● **What you are asked to do**: Collect every line of the data below that contains the string "wiper", and copy each one out.

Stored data
────────────────────────────────────────

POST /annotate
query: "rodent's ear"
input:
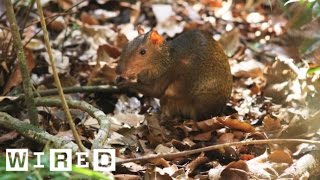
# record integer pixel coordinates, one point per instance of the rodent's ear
(156, 38)
(140, 30)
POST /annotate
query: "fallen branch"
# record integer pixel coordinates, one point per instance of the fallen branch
(57, 81)
(213, 147)
(103, 119)
(82, 89)
(27, 87)
(34, 133)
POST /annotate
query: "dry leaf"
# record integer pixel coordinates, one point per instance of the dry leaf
(280, 156)
(236, 124)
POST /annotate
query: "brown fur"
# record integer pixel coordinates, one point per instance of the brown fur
(190, 74)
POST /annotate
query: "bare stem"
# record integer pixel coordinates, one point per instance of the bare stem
(57, 80)
(27, 86)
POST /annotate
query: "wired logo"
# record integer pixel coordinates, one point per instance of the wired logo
(61, 160)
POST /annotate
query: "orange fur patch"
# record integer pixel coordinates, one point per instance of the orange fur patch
(156, 38)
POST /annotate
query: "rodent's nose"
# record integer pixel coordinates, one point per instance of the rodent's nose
(118, 70)
(120, 79)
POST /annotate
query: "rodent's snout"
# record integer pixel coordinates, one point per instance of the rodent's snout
(118, 69)
(120, 79)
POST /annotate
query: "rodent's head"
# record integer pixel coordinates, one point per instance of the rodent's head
(144, 59)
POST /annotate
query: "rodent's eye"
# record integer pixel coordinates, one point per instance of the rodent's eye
(142, 51)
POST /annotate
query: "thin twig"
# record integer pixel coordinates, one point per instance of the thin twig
(213, 147)
(27, 87)
(57, 80)
(34, 133)
(82, 89)
(103, 119)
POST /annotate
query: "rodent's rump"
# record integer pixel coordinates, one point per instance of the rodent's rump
(190, 74)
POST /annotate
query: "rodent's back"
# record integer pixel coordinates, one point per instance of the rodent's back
(203, 72)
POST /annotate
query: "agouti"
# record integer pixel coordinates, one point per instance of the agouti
(189, 74)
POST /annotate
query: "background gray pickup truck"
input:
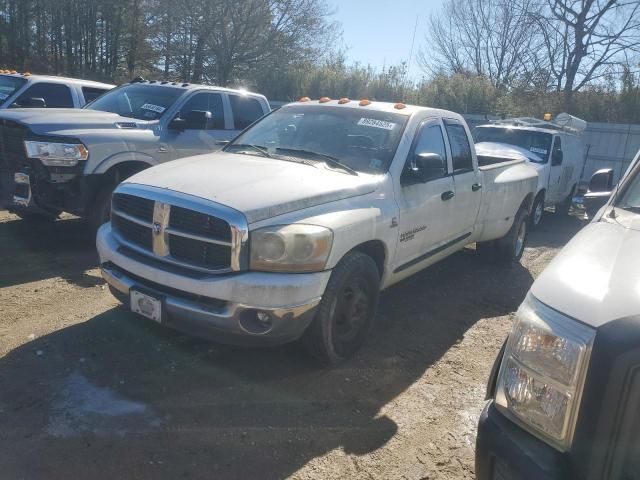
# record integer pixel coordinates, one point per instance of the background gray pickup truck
(71, 160)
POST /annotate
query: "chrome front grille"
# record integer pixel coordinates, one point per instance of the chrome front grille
(179, 229)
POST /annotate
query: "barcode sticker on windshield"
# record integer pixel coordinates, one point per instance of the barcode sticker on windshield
(372, 122)
(153, 108)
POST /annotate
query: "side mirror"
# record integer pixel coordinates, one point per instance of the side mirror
(428, 166)
(601, 181)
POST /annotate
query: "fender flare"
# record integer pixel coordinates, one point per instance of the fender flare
(119, 158)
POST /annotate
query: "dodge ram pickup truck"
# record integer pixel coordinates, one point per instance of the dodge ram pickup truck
(71, 160)
(291, 230)
(564, 392)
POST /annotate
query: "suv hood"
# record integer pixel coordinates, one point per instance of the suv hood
(596, 277)
(60, 120)
(258, 187)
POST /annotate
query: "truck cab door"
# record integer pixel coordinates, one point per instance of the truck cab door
(467, 180)
(425, 205)
(187, 138)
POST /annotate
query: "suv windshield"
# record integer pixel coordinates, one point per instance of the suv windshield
(9, 85)
(536, 142)
(144, 102)
(359, 139)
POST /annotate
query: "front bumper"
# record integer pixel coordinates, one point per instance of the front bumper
(222, 308)
(506, 451)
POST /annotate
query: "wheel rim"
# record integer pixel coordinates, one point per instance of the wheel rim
(537, 214)
(520, 239)
(351, 313)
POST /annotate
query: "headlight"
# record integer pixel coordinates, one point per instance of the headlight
(54, 154)
(542, 373)
(290, 248)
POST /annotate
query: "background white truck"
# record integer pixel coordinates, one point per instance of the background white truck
(555, 149)
(71, 160)
(293, 229)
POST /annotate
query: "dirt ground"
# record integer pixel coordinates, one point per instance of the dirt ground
(89, 391)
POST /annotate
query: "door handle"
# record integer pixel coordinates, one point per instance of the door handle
(448, 195)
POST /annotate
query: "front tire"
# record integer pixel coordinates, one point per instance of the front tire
(346, 311)
(509, 249)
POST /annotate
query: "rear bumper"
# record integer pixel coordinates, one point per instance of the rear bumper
(222, 308)
(505, 451)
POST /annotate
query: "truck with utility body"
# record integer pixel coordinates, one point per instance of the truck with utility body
(291, 231)
(562, 398)
(555, 148)
(71, 160)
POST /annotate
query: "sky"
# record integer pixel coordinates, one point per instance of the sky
(380, 32)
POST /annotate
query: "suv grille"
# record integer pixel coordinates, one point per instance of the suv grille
(186, 237)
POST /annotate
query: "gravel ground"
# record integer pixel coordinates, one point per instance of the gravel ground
(89, 391)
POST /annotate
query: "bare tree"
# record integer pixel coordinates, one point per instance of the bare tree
(492, 38)
(584, 39)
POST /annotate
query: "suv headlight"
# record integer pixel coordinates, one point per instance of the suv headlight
(543, 370)
(290, 248)
(54, 154)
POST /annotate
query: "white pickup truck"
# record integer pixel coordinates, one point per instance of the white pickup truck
(293, 229)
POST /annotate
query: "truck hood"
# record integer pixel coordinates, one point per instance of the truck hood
(60, 120)
(258, 187)
(596, 277)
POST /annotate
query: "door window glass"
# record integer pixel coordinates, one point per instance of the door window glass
(246, 110)
(460, 148)
(55, 95)
(206, 102)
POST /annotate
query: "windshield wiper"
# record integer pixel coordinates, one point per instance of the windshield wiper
(256, 148)
(630, 208)
(328, 158)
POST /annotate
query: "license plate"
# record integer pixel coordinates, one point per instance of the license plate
(146, 305)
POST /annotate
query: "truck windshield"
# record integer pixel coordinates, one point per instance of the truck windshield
(141, 101)
(360, 139)
(9, 85)
(630, 198)
(536, 142)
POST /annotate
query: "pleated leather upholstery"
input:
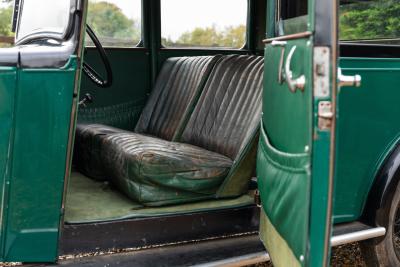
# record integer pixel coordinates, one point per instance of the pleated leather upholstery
(88, 149)
(155, 172)
(216, 138)
(175, 93)
(177, 88)
(229, 110)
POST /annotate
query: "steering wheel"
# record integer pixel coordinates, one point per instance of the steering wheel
(90, 72)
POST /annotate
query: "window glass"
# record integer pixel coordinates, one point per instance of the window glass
(370, 20)
(34, 17)
(117, 23)
(205, 23)
(6, 36)
(292, 16)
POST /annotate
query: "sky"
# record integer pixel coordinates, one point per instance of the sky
(179, 16)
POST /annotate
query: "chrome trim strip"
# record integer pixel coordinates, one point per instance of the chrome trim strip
(288, 37)
(244, 260)
(357, 236)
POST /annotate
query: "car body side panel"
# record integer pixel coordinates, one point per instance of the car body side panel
(368, 127)
(8, 77)
(37, 157)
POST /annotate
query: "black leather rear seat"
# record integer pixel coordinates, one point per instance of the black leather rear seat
(211, 158)
(175, 93)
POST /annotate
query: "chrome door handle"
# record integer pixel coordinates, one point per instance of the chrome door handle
(345, 80)
(293, 83)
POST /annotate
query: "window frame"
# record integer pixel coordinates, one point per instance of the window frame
(141, 42)
(279, 28)
(244, 47)
(42, 33)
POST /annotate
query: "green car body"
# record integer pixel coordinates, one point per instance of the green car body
(38, 117)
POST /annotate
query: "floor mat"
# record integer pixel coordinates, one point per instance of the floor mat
(92, 201)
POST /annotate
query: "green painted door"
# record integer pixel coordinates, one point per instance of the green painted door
(39, 85)
(294, 164)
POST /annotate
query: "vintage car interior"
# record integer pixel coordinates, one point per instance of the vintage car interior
(183, 143)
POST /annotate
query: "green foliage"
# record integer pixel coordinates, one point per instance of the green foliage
(111, 25)
(370, 20)
(211, 37)
(5, 21)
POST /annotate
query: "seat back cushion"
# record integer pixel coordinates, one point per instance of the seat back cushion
(177, 88)
(226, 119)
(228, 112)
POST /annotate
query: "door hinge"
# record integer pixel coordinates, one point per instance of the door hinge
(257, 198)
(325, 115)
(321, 72)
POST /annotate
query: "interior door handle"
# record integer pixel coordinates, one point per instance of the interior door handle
(293, 83)
(345, 80)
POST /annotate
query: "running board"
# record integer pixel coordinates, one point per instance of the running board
(346, 233)
(357, 236)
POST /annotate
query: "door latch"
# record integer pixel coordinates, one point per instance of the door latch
(345, 80)
(325, 115)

────────────────────────────────────────

● **The solution**:
query: "windshield wiper"
# record integer pixel coordinates, one point per instance of the windshield wiper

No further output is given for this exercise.